:: Objective 1 ::
In the article on predictive modeling, rewrite the paragraph beginning "In this case the output is a category" as a short list that keeps its main facts.
:: Objective 2 ::
According to the article on predictive modeling, how many flower measurements make up the data, and in what unit are they given?

:: Excerpted text ::
-- BEGIN --

Gentle Introduction to Predictive Modeling

When you’re an absolute beginner it can be very confusing. Frustratingly so.

Even ideas that seem so simple in retrospect are alien when you first encounter them. There’s a whole new language to learn.

I recently received this question:

So using the iris exercise as an example if I were to pluck a flower from my garden how would I use the algorithm to predict what it is?

It’s a great question.

In this post I want to give a gentle introduction to predictive modeling.

Basics of Predictive Modeling

Basics of Predictive Modeling
Photo by Steve Jurvetson, some rights reserved.

1. Sample Data

Data is information about the problem that you are working on.

Imagine we want to identify the species of flower from the measurements of a flower.

The data is comprised of four flower measurements in centimeters, these are the columns of the data.

Each row of data is one example of a flower that has been measured and it’s known species.

The problem we are solving is to create a model from the sample data that can tell us which species a flower belongs to from its measurements alone.

Sample of Iris flower data

Sample of Iris flower data

2. Learn a Model

This problem described above is called supervised learning.

The goal of a supervised learning algorithm is to take some data with a known relationship (actual flower measurements and the species of the flower) and to create a model of those relationships.

In this case the output is a category (flower species) and we call this type of problem a classification problem. If the output was a numerical value, we would call it a regression problem.

The algorithm does the learning. The model contains the learned relationships.

The model itself may be a handful of numbers and way of using those numbers to relate input (flower measurements in centimeters) to an output (the species of flower).

We want to keep the model after we have learned it from our sample data.

Create a Predictive Model

Create a predictive model from training data and an algorithm.

3. Make Predictions

We don’t need to keen the training data as the model has summarized the relationships contained within it.

The reason we keep the model learned from data is because we want to use it to make predictions.

In this example, we use the model by taking measurements of specific flowers of which don’t know the species.

Our model will read the input (new measurements), perform a calculation of some kind with it’s internal numbers and make a prediction about which species of flower it happens to be.

The prediction may not be perfect, but if you have good sample data and a robust model learned from that data, it will be quite accurate.

Make Predictions

Use the model to make predictions on new data.

Summary

In this post we have taken a very gentle introduction to predictive modeling.

The three aspects of predictive modeling we looked at were:

  1. Sample Data: the data that we collect that describes our problem with known relationships between inputs and outputs.
  2. Learn a Model: the algorithm that we use on the sample data to create a model that we can later use over and over again.
  3. Making Predictions: the use of our learned model on new data for which we don’t know the output.

We used the example of classifying plant species based on flower measurements.

This is in fact a famous example in machine learning because it’s a good clean dataset and the problem is easy to understand.

Action Step

Take a moment and really understand these concepts.

-- END --

:: Data extract ::
-- BEGIN --

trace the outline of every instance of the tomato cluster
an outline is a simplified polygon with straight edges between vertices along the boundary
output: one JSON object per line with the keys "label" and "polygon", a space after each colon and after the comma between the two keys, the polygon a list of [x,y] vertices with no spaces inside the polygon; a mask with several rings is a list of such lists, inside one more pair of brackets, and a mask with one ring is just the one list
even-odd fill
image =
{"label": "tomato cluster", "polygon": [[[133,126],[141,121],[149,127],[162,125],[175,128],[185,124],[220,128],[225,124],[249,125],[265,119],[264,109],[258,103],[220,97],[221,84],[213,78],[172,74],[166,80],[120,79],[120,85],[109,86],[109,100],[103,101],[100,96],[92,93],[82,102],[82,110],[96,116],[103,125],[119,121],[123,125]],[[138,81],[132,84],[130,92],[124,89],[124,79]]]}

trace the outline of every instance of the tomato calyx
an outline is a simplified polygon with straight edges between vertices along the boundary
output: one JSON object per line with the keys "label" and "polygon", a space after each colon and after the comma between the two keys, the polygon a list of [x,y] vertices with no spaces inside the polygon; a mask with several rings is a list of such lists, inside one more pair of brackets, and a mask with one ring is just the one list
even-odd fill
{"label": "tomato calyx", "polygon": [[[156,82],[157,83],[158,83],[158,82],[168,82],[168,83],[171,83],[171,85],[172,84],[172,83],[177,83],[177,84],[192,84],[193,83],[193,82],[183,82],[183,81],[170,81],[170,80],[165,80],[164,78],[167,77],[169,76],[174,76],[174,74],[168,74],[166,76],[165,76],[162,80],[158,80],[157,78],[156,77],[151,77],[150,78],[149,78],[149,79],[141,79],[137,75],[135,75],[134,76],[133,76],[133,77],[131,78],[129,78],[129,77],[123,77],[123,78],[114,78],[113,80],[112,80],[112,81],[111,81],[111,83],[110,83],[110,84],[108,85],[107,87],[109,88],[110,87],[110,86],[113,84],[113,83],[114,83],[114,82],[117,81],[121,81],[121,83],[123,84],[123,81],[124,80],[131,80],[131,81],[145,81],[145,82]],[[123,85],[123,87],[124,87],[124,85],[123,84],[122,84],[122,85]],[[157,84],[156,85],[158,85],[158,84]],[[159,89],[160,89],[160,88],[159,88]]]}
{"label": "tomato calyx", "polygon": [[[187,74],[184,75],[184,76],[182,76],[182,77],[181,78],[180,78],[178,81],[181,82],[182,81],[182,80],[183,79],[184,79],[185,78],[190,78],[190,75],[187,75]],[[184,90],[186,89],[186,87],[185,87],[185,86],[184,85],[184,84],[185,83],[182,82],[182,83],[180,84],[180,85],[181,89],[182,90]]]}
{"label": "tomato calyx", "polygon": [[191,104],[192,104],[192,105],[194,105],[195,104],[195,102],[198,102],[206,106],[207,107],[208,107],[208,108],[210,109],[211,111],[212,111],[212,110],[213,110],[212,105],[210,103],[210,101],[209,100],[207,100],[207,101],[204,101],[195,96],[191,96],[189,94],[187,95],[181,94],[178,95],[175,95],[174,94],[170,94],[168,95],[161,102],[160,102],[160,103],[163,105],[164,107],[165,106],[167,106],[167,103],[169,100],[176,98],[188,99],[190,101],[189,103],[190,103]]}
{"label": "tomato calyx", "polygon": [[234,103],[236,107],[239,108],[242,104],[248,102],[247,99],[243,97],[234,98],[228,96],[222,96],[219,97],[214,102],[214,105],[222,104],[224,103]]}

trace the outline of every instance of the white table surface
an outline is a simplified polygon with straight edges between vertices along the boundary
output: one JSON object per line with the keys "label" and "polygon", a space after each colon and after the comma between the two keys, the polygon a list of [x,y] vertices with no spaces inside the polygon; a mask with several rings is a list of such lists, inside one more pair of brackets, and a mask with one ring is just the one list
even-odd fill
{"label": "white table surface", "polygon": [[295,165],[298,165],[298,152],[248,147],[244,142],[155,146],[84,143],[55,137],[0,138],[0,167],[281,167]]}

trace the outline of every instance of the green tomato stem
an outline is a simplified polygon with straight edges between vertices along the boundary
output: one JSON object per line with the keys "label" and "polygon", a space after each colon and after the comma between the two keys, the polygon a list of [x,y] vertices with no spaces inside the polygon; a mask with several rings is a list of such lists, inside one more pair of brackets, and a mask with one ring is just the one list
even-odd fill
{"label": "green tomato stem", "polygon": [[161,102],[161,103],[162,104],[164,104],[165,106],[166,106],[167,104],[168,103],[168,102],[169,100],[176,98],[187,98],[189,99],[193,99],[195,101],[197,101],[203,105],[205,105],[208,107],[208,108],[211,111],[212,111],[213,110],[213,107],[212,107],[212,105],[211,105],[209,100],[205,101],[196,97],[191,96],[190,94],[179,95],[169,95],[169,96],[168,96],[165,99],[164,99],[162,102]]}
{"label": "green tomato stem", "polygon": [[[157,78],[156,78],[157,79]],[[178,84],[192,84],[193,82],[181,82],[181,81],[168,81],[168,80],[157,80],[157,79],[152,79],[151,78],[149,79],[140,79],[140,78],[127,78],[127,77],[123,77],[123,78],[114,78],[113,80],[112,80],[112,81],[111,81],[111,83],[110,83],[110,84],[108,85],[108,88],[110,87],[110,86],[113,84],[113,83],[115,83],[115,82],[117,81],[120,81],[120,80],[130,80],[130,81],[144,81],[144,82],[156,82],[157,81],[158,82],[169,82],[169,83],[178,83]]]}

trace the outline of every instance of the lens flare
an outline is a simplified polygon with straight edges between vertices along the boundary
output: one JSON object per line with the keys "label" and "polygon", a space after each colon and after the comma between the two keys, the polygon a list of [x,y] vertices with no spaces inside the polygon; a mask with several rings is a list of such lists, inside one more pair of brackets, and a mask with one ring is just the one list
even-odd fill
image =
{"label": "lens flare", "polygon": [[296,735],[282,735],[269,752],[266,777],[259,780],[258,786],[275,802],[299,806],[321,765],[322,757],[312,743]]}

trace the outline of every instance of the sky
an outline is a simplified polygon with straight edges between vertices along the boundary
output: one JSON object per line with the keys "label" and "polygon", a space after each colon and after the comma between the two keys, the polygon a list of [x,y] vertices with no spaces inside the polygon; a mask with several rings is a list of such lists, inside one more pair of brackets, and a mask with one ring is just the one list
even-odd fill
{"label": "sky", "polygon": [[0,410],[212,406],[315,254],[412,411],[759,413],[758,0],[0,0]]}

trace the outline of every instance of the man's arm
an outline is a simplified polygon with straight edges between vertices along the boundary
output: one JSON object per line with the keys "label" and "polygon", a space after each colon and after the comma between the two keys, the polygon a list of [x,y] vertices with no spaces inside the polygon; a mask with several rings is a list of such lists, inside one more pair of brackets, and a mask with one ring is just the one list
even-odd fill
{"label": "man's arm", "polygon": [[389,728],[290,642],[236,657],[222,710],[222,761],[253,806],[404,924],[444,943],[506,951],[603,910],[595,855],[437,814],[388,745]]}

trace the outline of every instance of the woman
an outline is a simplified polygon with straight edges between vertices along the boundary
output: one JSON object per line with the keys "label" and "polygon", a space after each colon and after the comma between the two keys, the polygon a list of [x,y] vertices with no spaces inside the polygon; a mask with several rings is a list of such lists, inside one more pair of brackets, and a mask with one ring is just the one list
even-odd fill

-- END --

:: Written response 1 ::
- Output is a category, such as flower species: classification problem.
- Output is a numerical value: regression problem.

:: Written response 2 ::
Four measurements, in centimeters.